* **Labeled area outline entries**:

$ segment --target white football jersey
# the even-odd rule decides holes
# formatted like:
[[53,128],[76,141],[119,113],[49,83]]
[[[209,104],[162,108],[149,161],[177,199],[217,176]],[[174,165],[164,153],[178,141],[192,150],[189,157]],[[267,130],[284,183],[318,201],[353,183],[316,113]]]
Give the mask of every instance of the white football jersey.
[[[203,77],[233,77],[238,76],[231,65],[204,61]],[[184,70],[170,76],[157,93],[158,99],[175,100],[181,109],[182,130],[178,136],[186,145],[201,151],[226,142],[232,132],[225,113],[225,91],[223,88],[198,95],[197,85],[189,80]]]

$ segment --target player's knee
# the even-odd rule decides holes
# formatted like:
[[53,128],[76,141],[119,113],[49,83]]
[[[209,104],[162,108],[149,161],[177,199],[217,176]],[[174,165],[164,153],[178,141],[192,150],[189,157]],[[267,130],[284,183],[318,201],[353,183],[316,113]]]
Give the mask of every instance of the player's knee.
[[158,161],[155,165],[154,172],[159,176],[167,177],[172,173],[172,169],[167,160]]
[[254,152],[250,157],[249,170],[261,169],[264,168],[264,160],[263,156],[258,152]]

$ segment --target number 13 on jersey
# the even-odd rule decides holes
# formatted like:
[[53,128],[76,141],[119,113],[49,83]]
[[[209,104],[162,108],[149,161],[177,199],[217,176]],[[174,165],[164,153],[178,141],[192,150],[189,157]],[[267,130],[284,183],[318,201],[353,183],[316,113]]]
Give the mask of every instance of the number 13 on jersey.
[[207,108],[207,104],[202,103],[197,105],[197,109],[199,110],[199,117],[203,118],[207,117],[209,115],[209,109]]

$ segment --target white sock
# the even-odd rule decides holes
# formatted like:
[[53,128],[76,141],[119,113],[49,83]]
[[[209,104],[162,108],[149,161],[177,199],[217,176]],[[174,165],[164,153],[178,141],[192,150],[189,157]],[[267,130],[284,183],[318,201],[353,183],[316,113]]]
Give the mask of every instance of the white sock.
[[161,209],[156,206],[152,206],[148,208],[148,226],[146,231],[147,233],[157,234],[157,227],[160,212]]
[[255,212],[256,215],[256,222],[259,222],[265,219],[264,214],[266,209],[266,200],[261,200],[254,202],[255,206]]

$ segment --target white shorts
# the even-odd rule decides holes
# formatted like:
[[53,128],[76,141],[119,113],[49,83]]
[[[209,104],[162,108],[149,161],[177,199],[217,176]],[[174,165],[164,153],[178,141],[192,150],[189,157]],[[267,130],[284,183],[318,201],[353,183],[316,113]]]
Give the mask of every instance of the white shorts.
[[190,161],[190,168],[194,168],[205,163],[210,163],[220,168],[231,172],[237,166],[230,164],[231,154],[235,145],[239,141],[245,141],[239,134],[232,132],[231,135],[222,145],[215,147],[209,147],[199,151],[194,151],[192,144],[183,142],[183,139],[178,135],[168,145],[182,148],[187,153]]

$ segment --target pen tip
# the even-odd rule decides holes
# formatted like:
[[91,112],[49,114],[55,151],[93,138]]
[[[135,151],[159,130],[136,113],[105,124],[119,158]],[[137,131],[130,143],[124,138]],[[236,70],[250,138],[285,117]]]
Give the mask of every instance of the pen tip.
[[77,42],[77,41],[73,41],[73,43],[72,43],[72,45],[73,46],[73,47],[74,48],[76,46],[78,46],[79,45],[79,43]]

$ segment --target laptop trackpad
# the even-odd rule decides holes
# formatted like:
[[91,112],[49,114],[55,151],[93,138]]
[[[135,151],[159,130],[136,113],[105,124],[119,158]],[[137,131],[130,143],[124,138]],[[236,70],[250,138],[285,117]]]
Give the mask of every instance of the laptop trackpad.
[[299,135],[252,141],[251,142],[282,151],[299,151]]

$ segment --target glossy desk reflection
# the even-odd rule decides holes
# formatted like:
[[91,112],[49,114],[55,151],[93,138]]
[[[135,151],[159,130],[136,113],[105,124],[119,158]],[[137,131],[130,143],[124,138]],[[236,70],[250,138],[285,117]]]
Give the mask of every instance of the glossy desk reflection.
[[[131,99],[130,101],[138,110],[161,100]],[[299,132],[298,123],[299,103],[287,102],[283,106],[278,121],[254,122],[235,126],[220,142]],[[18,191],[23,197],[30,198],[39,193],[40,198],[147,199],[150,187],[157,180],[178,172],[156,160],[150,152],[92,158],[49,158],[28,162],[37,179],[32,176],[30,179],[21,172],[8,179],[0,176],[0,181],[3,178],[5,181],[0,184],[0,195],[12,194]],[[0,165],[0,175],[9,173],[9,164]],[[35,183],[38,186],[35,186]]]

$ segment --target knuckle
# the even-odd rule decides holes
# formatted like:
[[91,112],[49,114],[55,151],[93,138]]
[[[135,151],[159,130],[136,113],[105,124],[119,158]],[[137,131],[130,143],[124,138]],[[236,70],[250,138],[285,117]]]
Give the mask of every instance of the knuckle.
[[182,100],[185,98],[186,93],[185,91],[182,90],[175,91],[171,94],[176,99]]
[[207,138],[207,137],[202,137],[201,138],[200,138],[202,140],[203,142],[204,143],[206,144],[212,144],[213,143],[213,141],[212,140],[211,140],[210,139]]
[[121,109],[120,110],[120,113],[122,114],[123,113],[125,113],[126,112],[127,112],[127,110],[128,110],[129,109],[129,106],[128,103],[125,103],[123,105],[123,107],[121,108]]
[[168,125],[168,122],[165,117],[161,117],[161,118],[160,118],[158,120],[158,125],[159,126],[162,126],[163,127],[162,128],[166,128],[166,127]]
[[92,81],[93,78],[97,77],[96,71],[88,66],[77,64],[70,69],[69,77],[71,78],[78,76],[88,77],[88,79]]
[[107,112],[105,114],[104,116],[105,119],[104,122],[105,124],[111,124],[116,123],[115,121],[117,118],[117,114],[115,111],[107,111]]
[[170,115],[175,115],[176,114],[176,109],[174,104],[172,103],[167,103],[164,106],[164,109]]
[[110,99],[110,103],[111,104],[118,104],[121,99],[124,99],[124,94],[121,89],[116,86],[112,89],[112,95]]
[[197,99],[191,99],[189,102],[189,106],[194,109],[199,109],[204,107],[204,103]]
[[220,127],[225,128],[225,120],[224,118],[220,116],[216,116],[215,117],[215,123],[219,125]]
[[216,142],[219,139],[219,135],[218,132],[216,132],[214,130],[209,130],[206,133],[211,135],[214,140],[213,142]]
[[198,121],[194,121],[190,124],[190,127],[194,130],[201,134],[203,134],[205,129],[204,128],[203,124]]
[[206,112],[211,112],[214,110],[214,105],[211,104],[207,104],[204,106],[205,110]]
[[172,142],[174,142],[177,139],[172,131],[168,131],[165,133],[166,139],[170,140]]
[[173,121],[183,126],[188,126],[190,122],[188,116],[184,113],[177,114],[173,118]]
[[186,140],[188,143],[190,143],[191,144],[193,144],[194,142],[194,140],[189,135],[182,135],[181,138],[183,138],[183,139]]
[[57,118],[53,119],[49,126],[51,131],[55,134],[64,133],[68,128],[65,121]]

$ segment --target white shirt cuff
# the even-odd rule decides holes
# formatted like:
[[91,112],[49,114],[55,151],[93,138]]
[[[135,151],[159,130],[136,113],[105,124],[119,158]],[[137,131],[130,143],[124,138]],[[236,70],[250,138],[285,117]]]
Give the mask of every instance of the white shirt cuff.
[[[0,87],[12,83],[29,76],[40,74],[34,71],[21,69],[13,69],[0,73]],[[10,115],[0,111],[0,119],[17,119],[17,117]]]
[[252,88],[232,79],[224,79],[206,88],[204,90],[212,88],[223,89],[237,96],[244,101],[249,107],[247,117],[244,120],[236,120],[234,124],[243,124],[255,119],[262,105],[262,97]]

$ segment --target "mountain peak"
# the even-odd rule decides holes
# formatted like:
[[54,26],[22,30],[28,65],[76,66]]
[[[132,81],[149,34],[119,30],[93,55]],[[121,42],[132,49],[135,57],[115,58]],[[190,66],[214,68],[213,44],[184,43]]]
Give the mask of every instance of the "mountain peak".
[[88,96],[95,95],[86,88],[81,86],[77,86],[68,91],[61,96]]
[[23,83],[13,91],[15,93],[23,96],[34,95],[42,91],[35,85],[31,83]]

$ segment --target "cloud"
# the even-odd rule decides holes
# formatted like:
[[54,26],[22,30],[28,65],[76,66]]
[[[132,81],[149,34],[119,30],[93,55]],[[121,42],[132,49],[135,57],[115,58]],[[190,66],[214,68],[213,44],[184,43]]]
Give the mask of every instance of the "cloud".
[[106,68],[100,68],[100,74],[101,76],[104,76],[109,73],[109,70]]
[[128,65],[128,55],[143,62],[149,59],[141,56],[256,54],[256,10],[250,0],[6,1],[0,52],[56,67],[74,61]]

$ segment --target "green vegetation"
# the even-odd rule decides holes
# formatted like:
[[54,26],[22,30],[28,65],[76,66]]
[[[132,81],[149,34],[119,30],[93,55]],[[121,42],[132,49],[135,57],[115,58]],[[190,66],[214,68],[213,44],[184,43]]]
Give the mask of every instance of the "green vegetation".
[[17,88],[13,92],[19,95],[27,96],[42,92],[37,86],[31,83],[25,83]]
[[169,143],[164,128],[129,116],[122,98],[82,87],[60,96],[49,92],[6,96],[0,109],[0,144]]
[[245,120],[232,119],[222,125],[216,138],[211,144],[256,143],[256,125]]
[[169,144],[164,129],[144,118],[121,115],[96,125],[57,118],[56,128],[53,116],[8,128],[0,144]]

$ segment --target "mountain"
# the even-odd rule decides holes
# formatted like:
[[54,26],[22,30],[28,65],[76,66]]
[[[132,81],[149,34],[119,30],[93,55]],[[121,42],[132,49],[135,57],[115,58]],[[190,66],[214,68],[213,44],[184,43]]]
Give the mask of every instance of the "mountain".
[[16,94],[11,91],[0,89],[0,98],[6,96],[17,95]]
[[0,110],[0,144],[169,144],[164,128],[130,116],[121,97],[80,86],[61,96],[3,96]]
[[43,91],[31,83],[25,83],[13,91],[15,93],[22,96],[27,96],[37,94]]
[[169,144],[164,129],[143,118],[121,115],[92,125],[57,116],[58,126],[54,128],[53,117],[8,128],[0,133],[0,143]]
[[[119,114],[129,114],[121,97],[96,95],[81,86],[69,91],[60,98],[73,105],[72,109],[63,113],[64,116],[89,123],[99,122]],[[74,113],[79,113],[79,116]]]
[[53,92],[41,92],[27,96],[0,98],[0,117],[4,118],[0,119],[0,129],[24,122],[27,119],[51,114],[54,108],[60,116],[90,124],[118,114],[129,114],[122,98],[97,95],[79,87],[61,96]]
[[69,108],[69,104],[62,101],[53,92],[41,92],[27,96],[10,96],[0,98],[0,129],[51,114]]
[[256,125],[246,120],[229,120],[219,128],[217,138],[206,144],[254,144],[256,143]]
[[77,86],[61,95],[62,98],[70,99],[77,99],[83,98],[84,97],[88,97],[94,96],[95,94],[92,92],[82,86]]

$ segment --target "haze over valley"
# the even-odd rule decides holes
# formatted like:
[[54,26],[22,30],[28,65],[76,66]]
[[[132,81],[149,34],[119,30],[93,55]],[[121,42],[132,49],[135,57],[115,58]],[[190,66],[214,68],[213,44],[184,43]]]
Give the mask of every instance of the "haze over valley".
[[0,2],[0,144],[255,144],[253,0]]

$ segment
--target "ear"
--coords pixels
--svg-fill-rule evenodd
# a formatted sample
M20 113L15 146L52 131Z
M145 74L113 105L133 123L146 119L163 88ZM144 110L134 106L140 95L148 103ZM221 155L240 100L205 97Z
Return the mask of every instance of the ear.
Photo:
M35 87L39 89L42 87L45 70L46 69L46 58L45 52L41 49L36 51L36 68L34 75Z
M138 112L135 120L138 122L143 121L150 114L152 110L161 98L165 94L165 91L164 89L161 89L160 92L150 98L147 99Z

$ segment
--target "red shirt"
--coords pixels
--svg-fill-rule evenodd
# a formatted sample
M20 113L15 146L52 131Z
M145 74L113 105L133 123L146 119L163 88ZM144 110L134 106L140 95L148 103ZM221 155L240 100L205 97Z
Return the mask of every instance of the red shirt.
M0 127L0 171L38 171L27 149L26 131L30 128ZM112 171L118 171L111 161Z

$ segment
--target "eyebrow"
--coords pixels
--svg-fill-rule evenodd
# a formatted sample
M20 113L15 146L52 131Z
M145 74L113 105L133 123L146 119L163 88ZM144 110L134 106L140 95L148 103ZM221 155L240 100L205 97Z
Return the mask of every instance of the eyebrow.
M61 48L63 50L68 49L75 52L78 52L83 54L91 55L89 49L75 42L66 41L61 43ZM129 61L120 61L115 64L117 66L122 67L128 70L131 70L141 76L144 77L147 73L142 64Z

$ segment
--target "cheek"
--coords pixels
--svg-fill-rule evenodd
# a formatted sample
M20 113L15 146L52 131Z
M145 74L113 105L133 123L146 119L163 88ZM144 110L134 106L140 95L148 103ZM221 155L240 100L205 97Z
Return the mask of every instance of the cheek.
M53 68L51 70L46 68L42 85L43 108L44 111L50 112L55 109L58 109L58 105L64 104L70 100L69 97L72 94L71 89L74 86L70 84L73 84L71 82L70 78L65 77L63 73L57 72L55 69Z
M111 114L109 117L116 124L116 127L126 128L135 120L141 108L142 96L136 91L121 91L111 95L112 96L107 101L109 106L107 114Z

* **Task prompt**:
Output the lines of the records above exactly as they appear, from the line with "--target white shorts" to the line with "[[299,135],[252,141],[251,142],[282,151],[299,151]]", both included.

* **Result for this task**:
$ segment --target white shorts
# the even-odd rule decides holes
# formatted like:
[[53,128],[76,141],[119,113],[49,83]]
[[[209,104],[162,108],[149,161],[177,199],[217,176]],[[174,165],[164,153],[178,141],[192,150],[189,157]],[[267,130],[284,183],[318,201],[353,183],[316,113]]]
Give the mask of every instance of the white shorts.
[[190,161],[190,168],[194,168],[205,163],[210,163],[220,168],[231,172],[237,166],[230,164],[231,154],[235,145],[239,141],[245,141],[239,134],[232,132],[231,135],[222,145],[215,147],[209,147],[199,151],[194,151],[192,144],[183,142],[183,139],[178,135],[168,145],[182,148],[187,153]]

$ segment --target pen tip
# the even-odd rule decides holes
# formatted like:
[[91,112],[49,114],[55,151],[93,138]]
[[[135,151],[159,130],[136,113],[105,124],[119,158]],[[137,131],[130,143],[124,138]],[[236,70],[250,138],[285,117]]]
Give the mask of every instance of the pen tip.
[[77,42],[77,41],[73,41],[73,43],[72,43],[72,45],[73,46],[73,47],[74,48],[76,46],[78,46],[79,45],[79,43]]

$ segment --target laptop trackpad
# the even-odd rule decides holes
# formatted like:
[[91,112],[49,114],[55,151],[93,138]]
[[[135,151],[159,130],[136,113],[105,124],[119,158]],[[137,131],[130,143],[124,138]],[[236,70],[250,138],[285,117]]]
Give the mask of every instance of the laptop trackpad.
[[299,135],[252,141],[251,142],[282,151],[299,151]]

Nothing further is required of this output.